Free-text object descriptions:
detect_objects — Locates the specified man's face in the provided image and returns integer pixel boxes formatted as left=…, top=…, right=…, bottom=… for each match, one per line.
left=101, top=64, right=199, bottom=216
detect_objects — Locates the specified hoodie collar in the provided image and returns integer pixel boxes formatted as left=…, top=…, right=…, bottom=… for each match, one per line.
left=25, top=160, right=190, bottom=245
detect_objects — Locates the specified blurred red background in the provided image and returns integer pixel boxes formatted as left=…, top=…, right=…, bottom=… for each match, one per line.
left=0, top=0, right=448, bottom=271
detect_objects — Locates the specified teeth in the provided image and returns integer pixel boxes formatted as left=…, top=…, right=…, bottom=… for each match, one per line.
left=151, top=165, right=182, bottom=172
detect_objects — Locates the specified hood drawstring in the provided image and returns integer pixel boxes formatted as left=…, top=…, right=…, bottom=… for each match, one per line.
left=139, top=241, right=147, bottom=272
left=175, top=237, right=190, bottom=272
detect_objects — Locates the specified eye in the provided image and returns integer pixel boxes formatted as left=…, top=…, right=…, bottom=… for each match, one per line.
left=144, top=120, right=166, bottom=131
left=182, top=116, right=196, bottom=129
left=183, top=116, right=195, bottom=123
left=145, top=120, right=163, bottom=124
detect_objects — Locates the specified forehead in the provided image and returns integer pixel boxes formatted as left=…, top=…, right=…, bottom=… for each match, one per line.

▶ REQUIRED WORK
What you need to do is repeat every record above exactly.

▶ EXERCISE SOLUTION
detect_objects — Locates the specified man's face in the provided image and returns integer pixel boxes formatted as left=…, top=…, right=…, bottom=… for each match, one per line.
left=101, top=64, right=199, bottom=216
detect_objects — Locates the specified hoodie collar in the provided image and returns integer pixel boxes formatted as left=…, top=…, right=…, bottom=… for each match, one per line.
left=25, top=160, right=190, bottom=245
detect_objects — Locates the specified blurred red background in the provided image and returns integer pixel boxes formatted as left=…, top=…, right=…, bottom=… for each match, one per line.
left=0, top=0, right=448, bottom=271
detect_objects — Locates the specified teeth in the provided image and returns integer pixel boxes formatted as left=…, top=…, right=…, bottom=… for each match, one per line.
left=151, top=165, right=182, bottom=172
detect_objects — Locates the specified hood drawstring in the provided image and returns integer pixel boxes formatted as left=…, top=…, right=…, bottom=… for each match, one per line.
left=139, top=241, right=147, bottom=272
left=175, top=237, right=190, bottom=272
detect_objects — Locates the specified eye in the provided image and returns integer pixel boxes formatted as left=…, top=…, right=…, bottom=… for each match, one per line.
left=144, top=120, right=166, bottom=131
left=182, top=116, right=196, bottom=129
left=183, top=116, right=195, bottom=123
left=145, top=120, right=163, bottom=124
detect_objects — Locates the specified forehead in the provided image and returns integer pixel boxes formatted as left=…, top=…, right=…, bottom=… for each match, one per line.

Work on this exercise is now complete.